START SUPPLIED RECORDS

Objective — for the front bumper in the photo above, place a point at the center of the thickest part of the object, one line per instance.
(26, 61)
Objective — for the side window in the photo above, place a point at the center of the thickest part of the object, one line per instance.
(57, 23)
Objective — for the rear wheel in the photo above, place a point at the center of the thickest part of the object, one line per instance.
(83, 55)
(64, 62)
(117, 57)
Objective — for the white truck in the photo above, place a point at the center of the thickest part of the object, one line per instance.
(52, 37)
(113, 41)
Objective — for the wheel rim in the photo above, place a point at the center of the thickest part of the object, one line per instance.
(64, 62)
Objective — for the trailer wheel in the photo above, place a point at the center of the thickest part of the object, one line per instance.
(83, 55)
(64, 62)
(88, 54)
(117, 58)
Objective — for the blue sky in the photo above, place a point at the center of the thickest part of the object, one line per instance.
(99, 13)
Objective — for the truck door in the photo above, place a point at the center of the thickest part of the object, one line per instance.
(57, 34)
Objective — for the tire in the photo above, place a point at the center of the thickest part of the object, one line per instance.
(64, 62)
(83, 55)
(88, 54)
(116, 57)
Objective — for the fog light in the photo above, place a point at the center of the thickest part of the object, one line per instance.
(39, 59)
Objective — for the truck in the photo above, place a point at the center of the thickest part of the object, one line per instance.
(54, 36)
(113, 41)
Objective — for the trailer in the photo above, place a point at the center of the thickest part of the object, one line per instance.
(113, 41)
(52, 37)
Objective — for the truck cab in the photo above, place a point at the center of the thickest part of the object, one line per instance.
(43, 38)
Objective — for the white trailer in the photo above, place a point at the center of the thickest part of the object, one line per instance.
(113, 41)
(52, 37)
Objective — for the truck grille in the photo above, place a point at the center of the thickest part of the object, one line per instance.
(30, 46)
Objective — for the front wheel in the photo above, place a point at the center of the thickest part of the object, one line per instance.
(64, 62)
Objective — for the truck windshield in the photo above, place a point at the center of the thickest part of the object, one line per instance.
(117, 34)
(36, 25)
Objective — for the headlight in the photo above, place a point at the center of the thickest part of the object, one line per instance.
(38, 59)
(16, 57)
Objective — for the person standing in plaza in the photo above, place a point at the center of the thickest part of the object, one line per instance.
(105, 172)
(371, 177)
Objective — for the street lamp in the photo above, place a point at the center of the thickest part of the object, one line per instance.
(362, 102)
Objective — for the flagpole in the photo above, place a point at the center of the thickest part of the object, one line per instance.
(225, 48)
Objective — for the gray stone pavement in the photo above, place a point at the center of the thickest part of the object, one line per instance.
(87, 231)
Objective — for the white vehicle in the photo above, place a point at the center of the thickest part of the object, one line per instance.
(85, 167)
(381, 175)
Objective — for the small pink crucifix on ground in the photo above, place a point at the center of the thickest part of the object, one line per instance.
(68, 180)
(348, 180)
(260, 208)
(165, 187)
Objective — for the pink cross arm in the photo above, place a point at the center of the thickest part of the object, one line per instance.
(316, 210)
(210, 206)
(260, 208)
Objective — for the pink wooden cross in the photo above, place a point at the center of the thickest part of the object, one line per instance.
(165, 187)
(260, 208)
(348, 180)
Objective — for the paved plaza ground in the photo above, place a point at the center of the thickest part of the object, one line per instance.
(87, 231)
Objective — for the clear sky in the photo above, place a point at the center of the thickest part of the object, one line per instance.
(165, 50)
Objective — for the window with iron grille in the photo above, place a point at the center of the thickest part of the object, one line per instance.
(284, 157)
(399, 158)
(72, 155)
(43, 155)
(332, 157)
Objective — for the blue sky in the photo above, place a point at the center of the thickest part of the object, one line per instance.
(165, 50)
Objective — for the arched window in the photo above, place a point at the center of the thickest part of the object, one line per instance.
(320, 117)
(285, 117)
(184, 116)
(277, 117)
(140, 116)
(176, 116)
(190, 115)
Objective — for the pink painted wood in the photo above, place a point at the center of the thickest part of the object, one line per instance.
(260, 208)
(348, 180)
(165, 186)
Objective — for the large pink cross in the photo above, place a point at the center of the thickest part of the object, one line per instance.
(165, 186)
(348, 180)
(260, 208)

END SUPPLIED RECORDS

▸ **PROBLEM TO WORK ON**:
Your task is to write out the lines from the one with "Objective — for the arched" through the end of the records, exactly and with nothing added.

▸ **EXERCISE ANSWER**:
Objective — for the arched window in the photo above, place a point at the center of the thickest part of the object, one line per instance.
(320, 117)
(285, 117)
(184, 116)
(277, 117)
(140, 116)
(176, 116)
(190, 115)
Objective — for the pink painted wood in the photo above, place a point at the center of the thickest part of the object, one line per instance.
(260, 208)
(348, 180)
(165, 186)
Objective — for the large pink cross in the photo above, place a point at the center of the thickest part of the object, one line per instance.
(165, 186)
(348, 180)
(260, 208)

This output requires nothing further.